▸ ЗАДАНИЕ
Перепиши слово в слово весь текст о летописании в Северо-Восточной Руси.

▸ ИСХОДНЫЙ ТЕКСТ

* * *

Развивая взгляды М.Д. Приселкова и А.Н. Насонова, Д.С. Лихачев доказал, что центрами летописания в Северо-Восточной Руси, наряду с Ростовом и Владимиром, становятся в XIII в. Переяславль и Тверь. Ростовский летописный свод Д.С. Лихачев датировал началом 1270-ых гг. и связывал его составление с княгиней Марьей, вдовой ростовского князя Василька Константиновича, замученного монголами в 1238 г.; местом ведения летописи ученый обоснованно считал епископскую кафедру. Свод, объединивший эту летопись княгини Марьи с известиями за последующее десятилетие, Д.С. Лихачев определил как переяславский («свод Переяславля-Залесского») и датировал его составление 1281 г. По наблюдениям ученого, с 1285 г. началась летописная работа в Твери, завершившаяся составлением свода 1305 г., с которого был сделан список в 1377 г. («Лаврентьевская летопись») [48]. При этом ученый отмечал: «Замечательно, что и этот тверской свод 1305 г. соединяет летописный материал различных русских областей: Новгорода, Рязани, Ярославля. Летописный свод также стремится быть сводом общерусским, и эти попытки тверского летописания должны быть поставлены в связь с тем, что тверской князь носит в это время титул великого князя владимирского» [49].

* * *

▸ ИСХОДНЫЕ ДАННЫЕ
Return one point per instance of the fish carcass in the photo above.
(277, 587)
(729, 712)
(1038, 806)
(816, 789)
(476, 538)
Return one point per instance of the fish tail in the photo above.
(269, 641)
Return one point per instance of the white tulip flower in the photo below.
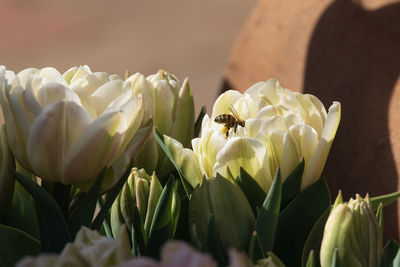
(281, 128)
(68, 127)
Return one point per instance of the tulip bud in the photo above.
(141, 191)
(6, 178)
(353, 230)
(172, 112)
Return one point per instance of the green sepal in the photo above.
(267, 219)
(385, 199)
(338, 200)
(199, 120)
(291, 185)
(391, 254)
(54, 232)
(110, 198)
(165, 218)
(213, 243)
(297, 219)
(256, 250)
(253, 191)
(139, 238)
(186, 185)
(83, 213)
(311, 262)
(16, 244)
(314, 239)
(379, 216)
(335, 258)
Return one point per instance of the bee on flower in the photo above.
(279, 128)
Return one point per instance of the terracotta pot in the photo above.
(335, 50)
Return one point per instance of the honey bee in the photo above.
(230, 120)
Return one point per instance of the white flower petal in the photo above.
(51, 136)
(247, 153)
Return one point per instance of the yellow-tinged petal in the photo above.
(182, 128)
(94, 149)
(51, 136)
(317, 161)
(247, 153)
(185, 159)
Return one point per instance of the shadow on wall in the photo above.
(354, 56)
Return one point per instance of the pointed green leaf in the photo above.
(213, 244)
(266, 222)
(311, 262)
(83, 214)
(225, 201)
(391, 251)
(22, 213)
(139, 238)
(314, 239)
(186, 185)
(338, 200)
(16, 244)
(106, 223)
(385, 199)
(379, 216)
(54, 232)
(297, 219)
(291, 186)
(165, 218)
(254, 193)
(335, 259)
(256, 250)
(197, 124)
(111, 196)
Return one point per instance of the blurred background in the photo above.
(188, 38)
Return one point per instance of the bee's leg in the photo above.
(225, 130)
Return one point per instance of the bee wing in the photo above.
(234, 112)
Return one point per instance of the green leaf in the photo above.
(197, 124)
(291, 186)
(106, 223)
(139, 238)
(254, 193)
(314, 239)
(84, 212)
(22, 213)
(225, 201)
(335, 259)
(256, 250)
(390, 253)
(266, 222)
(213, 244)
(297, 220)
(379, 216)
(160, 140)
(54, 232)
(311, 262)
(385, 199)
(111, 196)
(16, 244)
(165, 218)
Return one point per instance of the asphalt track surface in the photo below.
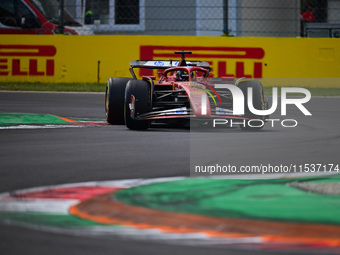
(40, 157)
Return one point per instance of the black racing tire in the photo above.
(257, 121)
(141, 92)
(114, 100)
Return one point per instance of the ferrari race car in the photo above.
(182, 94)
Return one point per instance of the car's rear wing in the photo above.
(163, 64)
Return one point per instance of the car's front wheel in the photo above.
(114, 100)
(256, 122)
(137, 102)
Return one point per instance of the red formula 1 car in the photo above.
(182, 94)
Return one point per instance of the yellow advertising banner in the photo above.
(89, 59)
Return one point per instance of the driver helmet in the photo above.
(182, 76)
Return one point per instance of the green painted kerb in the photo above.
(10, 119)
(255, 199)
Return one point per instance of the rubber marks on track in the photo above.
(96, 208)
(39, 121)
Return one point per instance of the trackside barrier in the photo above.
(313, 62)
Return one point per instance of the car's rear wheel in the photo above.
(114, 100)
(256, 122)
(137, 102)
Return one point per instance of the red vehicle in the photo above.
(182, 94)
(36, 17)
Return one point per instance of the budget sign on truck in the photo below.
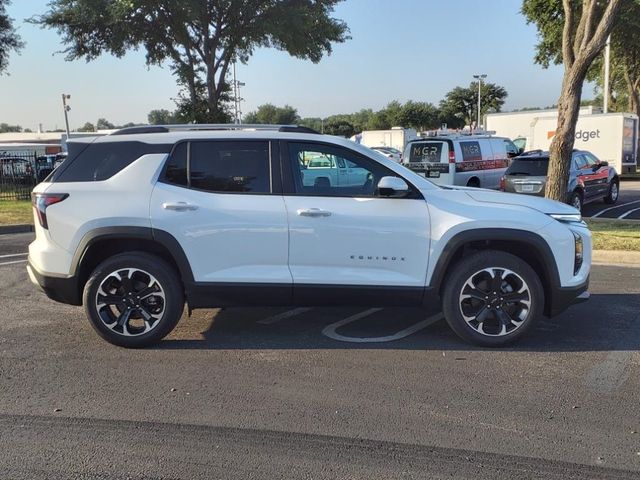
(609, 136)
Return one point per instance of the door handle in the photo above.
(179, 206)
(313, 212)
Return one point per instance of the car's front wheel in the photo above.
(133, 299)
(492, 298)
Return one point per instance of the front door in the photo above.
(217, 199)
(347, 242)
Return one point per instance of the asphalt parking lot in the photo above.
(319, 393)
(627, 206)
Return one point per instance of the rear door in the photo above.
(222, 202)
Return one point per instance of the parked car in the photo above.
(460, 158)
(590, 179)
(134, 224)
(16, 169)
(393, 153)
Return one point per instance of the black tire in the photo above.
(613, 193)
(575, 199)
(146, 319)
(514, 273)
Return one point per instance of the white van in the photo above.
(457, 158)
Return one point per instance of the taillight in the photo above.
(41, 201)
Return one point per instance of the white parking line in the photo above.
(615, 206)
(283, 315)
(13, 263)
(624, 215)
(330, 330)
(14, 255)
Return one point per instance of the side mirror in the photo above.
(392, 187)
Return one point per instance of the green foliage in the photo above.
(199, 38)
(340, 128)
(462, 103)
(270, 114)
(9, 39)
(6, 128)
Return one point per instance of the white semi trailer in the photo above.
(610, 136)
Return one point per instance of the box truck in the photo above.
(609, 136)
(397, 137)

* * *

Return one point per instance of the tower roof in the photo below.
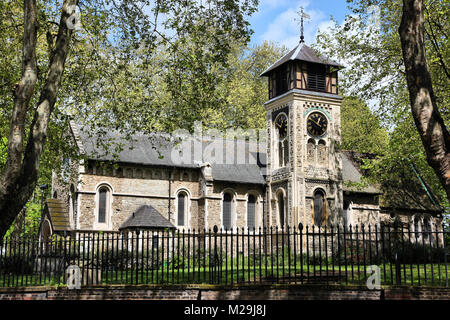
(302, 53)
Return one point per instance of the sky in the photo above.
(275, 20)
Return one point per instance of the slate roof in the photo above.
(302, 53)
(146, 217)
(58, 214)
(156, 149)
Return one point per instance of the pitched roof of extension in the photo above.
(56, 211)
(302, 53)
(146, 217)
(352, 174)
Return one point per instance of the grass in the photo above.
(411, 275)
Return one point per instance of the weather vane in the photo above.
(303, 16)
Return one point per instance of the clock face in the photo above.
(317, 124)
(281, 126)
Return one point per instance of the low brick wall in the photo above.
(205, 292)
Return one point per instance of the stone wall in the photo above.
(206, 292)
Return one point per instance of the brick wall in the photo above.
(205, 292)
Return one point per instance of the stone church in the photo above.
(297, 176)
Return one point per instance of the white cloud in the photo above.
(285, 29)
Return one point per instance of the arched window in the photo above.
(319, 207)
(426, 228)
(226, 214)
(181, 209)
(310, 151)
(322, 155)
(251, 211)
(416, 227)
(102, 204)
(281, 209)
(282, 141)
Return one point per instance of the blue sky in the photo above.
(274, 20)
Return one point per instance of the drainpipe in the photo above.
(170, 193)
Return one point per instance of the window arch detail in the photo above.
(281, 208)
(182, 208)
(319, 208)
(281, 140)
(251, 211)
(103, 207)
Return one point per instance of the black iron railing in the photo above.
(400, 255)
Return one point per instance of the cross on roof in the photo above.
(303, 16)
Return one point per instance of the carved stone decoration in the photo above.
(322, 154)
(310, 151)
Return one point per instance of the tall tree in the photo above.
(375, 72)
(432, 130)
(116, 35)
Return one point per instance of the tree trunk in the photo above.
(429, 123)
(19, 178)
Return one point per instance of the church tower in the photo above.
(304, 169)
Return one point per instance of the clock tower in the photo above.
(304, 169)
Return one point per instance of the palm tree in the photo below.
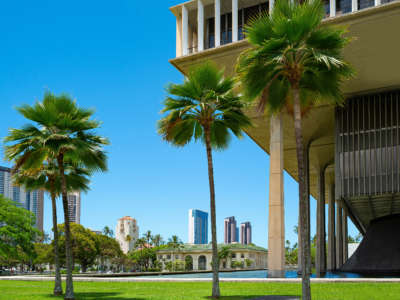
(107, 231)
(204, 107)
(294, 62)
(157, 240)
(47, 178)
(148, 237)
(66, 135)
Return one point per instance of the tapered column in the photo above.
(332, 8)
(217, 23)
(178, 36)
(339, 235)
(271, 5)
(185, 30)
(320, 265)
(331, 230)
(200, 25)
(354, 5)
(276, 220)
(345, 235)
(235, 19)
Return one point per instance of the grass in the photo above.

* * *

▸ ОТВЕТ
Развивая взгляды М.Д. Приселкова и А.Н. Насонова, Д.С. Лихачев доказал, что центрами летописания в Северо-Восточной Руси, наряду с Ростовом и Владимиром, становятся в XIII в. Переяславль и Тверь. Ростовский летописный свод Д.С. Лихачев датировал началом 1270-ых гг. и связывал его составление с княгиней Марьей, вдовой ростовского князя Василька Константиновича, замученного монголами в 1238 г.; местом ведения летописи ученый обоснованно считал епископскую кафедру. Свод, объединивший эту летопись княгини Марьи с известиями за последующее десятилетие, Д.С. Лихачев определил как переяславский («свод Переяславля-Залесского») и датировал его составление 1281 г. По наблюдениям ученого, с 1285 г. началась летописная работа в Твери, завершившаяся составлением свода 1305 г., с которого был сделан список в 1377 г. («Лаврентьевская летопись») [48]. При этом ученый отмечал: «Замечательно, что и этот тверской свод 1305 г. соединяет летописный материал различных русских областей: Новгорода, Рязани, Ярославля. Летописный свод также стремится быть сводом общерусским, и эти попытки тверского летописания должны быть поставлены в связь с тем, что тверской князь носит в это время титул великого князя владимирского» [49].